• _RECORD EXTRACTS_
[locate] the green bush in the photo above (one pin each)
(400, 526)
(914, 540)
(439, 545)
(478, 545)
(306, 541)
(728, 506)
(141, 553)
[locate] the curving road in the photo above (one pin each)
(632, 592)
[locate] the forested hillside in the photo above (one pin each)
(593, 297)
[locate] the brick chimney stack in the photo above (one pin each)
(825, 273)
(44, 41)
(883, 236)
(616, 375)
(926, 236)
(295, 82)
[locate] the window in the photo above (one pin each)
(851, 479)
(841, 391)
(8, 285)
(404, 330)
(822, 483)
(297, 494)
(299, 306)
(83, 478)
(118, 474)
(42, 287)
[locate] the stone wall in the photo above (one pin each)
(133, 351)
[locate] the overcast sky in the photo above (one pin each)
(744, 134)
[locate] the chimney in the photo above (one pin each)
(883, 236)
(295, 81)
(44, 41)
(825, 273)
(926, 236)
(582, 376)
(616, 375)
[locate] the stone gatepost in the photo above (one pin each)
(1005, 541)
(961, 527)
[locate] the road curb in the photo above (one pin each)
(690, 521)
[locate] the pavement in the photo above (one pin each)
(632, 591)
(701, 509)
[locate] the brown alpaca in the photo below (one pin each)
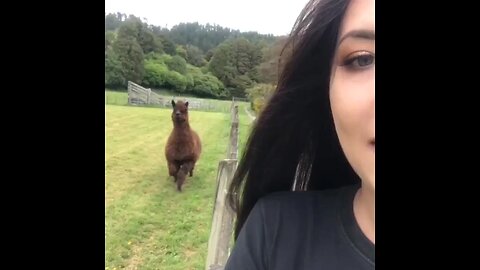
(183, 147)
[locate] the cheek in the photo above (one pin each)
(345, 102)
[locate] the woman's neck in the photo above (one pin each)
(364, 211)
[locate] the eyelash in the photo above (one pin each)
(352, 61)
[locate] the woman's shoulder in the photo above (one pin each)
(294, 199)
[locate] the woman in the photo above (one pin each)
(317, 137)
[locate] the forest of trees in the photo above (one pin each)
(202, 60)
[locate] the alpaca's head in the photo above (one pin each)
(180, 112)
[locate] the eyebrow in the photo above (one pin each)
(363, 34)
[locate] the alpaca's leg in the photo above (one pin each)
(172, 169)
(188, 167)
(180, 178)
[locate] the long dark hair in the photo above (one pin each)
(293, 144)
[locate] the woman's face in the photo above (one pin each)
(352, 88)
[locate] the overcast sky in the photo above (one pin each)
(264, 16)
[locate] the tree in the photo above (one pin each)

• _WHAT TO DO_
Copy the data above word for word, but leave the pictures out.

• _TASK RESPONSE_
[locate] the green bush in the photo above (one pin each)
(400, 526)
(914, 540)
(439, 545)
(478, 545)
(306, 541)
(728, 506)
(141, 553)
[locate] the curving road in the photo above (one pin each)
(632, 592)
[locate] the forested hillside in the photo above (one pin each)
(593, 297)
[locate] the brick chimney stack in the photo above (one pin each)
(825, 273)
(44, 41)
(883, 236)
(616, 375)
(926, 236)
(295, 82)
[locate] the window in the photo above (one pin each)
(851, 479)
(841, 391)
(8, 285)
(404, 330)
(822, 483)
(297, 494)
(299, 306)
(83, 478)
(118, 474)
(42, 287)
[locate] the stone wall in the photo above (one pin each)
(133, 351)
[locate] the overcast sky in the photo above (one pin each)
(744, 134)
[locate] the chimney in the photo above (one pin each)
(883, 236)
(295, 81)
(44, 41)
(825, 273)
(926, 236)
(582, 376)
(616, 375)
[locate] the stone gatepost in the photo above (one pin each)
(1005, 541)
(961, 527)
[locate] the road curb in the photo above (one pin each)
(690, 521)
[locate] the pavement in the photo above (one pin each)
(632, 591)
(701, 509)
[locate] the brown alpaca in the photo below (one pin each)
(183, 147)
[locate] the cheek in the photo above (one pin each)
(345, 102)
[locate] the woman's neck in the photo above (one pin each)
(364, 211)
[locate] the eyelash in the photo above (one pin each)
(352, 61)
[locate] the woman's shoulder in the photo above (one pin each)
(294, 199)
[locate] the woman in the photo above (one pin each)
(317, 137)
[locate] the forest of trees in the photo above (one pin each)
(202, 60)
[locate] the alpaca's head in the photo above (one pin each)
(180, 112)
[locate] the eyebrow in the photo above (one pin each)
(363, 34)
[locate] the alpaca's leg in the photo above (one pin each)
(172, 169)
(188, 167)
(180, 178)
[locate] the long dark hair in the photo above (one pin each)
(293, 144)
[locate] the woman's face in the photo above (one pin each)
(352, 88)
[locate] the overcast sky in the photo above (one pin each)
(264, 16)
[locate] the tree in the photo above (one pin each)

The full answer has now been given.